* Begin *

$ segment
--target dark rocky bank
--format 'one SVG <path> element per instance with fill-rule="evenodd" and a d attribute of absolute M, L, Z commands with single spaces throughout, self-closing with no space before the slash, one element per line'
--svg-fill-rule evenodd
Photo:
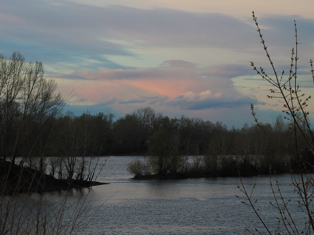
<path fill-rule="evenodd" d="M 107 184 L 96 181 L 59 180 L 38 170 L 13 164 L 0 158 L 0 193 L 43 193 Z"/>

* End *

● **Written request**
Copy the records above line for line, with every character unchanged, and omit the pictures.

● **Answer below**
$ segment
--target dark rocky bank
--format 'one SVG <path> element per instance with fill-rule="evenodd" and a d attribute of absolute M, L, Z commands with single spaces throughout, self-closing with no space before the slash, one element per line'
--svg-fill-rule evenodd
Photo:
<path fill-rule="evenodd" d="M 107 184 L 96 181 L 59 180 L 38 170 L 13 164 L 0 158 L 0 193 L 43 193 Z"/>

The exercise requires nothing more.